[PROBLEM DESCRIPTION]
Every line below between the line holding "Could you point out the bare" and the line holding "Could you point out the woman's hand", inclusive, should be repeated exactly, and all other lines omitted.

[[ DATA IN THIS EXERCISE, beginning ]]

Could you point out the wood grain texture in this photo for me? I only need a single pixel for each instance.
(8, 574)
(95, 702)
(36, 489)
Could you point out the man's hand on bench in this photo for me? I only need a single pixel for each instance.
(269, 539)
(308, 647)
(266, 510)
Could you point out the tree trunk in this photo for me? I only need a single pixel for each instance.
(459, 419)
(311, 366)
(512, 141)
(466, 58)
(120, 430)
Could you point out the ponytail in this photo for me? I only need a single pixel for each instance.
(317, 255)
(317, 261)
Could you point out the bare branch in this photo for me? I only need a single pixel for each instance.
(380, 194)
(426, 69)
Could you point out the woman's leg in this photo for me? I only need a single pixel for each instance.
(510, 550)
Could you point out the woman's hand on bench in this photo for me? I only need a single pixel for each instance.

[[ DATA IN THIS EXERCISE, end ]]
[[ DATA IN THIS EXERCISE, beginning ]]

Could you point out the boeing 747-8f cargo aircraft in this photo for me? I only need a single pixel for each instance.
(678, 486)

[[ DATA IN THIS EXERCISE, end ]]

[REPLY TO THE EXERCISE]
Could you point out the bare branch in this photo for me? I only need a single pixel for each instance.
(380, 194)
(426, 69)
Could you point out the woman's leg in this photo for me? I only need a single pixel for each instance.
(510, 550)
Could you point out the woman's hand on bench in this photo for me? I only need a single pixel for each instance.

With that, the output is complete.